Passage provided —
★ ★ ★ ★ ★
Childres, a Syracuse University sophomore, said he was anxious after testing into a high level on the language placement exam. But after meeting with one of the program’s professors, his nerves faded.

His first German class freshman year ultimately convinced him to declare it as a second major.

A similar feeling returned earlier this semester, he said, when he heard admissions to his second major, along with 17 others in SU’s College of Arts and Sciences, had been paused.

“At first it was kind of a blow, like, ‘Ouch, that’s how you feel about us,’” Childres said. “That really speaks volumes to how low on the totem pole we may be to you.”

In September, SU paused admissions to 18 majors as part of an ongoing academic portfolio review, an effort ordered by Vice Chancellor and Provost Lois Agnew to evaluate the university’s academic offerings.

While major-specific courses continue and current students can still enroll in these paused programs, the Arts and Sciences majors no longer appear on the Common Application. All students currently enrolled in affected programs will be able to complete their degrees, Sarah Scalese, SU’s vice president for communications, wrote in a Wednesday statement to The D.O.

Across faculty, students and alumni, The D.O. spoke with 35 people involved with these programs. Many in the paused majors described similar feelings as the fall 2025 semester ends: confusion, frustration and a growing uncertainty about the future of their programs.

Arts and Sciences Dean Behzad Mortazavi referred The D.O. to a university spokesperson following a request for comment, as did a member of the college’s communications team.

The D.O. reached out to faculty involved with all 18 programs. Faculty from music history and cultures, chemistry and fine arts majors declined to comment or did not respond to an interview request.

Department chairs must submit plans by mid-December outlining how they can stabilize or increase major enrollments. In January, Agnew will review these plans and “report on next steps,” Scalese wrote.

“It’s sort of like waiting for the other shoe to drop,” said Christopher Hanson, an associate professor of digital humanities, another paused program. “You’re not sure what’s going to be the next step and what decisions have already been made.”

Many questioned whether the decisions were politically motivated, citing efforts by President Donald Trump to reshape higher education and attack humanities programs. Trump has also dismissed members of the National Endowment for the Humanities.

“The goal of this exercise is not to eliminate departments or people. Higher education is facing significant demographic shifts, changing student demand and financial pressures,” Scalese wrote. “Regular portfolio reviews are a recognized best practice in higher education, undertaken by universities nationwide regardless of political climate.”

Admissions to the following 18 majors were put on pause:

  • African American Studies
  • Applied Mathematics B.A.
  • Chemistry B.A.
  • Classical Civilization
  • Classics (Greek and Latin)
  • Digital Humanities
  • Fine Arts
  • French and Francophone Studies
  • German Language, Literature, and Culture B.A.
  • History of Architecture
  • Italian Language, Literature, and Culture B.A.
★ ★ ★ ★ ★
Information provided —
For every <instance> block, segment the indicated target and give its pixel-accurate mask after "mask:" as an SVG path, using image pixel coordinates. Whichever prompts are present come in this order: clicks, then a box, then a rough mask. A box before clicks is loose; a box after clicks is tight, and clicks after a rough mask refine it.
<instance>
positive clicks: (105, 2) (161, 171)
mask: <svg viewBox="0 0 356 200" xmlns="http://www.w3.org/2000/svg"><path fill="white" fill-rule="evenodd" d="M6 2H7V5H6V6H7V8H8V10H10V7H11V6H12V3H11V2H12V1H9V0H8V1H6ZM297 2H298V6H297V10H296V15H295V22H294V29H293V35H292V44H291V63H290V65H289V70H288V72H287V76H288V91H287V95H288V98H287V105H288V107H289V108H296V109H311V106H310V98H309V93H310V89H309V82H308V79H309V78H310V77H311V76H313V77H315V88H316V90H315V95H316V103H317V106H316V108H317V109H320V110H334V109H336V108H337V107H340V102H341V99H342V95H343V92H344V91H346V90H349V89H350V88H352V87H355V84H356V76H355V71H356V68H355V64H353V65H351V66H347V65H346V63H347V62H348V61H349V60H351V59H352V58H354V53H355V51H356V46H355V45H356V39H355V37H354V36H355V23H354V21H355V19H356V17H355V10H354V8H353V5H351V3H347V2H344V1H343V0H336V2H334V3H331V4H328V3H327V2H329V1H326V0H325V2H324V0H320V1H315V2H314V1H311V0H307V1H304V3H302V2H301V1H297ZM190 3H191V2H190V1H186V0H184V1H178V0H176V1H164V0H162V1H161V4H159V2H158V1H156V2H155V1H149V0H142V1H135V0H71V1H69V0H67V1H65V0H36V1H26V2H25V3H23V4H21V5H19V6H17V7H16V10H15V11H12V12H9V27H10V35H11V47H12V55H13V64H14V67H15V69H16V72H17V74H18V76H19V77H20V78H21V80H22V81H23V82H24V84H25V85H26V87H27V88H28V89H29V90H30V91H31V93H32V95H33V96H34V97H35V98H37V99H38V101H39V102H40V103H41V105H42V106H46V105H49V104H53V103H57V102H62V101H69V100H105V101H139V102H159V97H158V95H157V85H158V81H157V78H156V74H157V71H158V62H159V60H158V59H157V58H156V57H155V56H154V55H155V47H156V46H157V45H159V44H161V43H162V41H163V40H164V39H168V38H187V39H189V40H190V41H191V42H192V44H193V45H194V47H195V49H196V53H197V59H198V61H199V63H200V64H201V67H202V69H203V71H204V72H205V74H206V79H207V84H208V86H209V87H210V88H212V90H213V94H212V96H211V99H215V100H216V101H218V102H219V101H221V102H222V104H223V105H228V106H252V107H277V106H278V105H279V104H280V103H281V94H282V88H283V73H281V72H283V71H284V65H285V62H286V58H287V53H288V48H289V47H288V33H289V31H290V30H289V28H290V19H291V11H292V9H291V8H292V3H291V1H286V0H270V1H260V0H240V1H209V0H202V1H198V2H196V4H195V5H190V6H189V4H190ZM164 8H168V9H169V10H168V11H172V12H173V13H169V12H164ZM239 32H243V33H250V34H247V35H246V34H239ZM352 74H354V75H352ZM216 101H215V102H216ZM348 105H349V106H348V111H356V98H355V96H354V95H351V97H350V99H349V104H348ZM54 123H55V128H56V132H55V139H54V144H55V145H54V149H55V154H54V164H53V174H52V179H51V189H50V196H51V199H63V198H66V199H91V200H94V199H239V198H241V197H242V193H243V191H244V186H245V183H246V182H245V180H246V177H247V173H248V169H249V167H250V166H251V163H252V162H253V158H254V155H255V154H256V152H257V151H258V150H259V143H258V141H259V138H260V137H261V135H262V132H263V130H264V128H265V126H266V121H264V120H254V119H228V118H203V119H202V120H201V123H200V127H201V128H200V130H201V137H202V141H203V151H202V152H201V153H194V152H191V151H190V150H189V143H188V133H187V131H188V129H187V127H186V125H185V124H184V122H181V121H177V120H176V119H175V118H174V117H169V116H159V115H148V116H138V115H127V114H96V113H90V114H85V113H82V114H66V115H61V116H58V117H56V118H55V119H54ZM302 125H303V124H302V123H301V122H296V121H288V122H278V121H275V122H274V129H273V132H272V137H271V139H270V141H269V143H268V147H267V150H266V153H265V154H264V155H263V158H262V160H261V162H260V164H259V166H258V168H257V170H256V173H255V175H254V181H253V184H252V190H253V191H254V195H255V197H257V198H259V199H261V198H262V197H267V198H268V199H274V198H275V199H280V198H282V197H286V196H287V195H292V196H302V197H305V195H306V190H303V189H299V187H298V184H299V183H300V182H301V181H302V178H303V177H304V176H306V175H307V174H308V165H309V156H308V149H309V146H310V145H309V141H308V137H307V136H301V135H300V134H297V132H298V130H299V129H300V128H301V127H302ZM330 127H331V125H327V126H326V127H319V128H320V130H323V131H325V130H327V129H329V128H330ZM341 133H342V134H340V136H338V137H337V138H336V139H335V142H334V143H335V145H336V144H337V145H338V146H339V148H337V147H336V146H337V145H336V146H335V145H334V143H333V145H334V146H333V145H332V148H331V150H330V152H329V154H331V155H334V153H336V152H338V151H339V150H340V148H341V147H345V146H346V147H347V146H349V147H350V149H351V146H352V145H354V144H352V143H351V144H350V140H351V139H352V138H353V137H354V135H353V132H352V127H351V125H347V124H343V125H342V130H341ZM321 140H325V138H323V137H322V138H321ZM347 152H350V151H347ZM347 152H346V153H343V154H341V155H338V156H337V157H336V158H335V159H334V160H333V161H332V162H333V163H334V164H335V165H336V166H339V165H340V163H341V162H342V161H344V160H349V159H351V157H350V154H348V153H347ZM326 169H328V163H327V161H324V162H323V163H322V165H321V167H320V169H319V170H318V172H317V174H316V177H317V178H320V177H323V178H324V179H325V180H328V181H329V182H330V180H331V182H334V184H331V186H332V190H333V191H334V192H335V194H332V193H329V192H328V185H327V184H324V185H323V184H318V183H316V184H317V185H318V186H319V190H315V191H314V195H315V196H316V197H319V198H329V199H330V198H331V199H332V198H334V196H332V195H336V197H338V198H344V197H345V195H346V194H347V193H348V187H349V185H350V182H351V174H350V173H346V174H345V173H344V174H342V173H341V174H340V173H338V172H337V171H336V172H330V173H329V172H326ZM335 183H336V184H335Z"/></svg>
★ ★ ★ ★ ★
Task requirements —
**a.** In the article above on Syracuse University's paused majors, transcribe the passage between "Many questioned whether" and "for the Humanities.", inclusive.
**b.** Translate this sentence from the article on Syracuse University's paused majors into Spanish: "Department chairs must submit plans by mid-December outlining how they can stabilize or increase major enrollments."

Your responses —
**a.**
Many questioned whether the decisions were politically motivated, citing efforts by President Donald Trump to reshape higher education and attack humanities programs. Trump has also dismissed members of the National Endowment for the Humanities.

**b.** Los jefes de departamento deben presentar antes de mediados de diciembre planes que expliquen cómo pueden estabilizar o aumentar las inscripciones en las especialidades.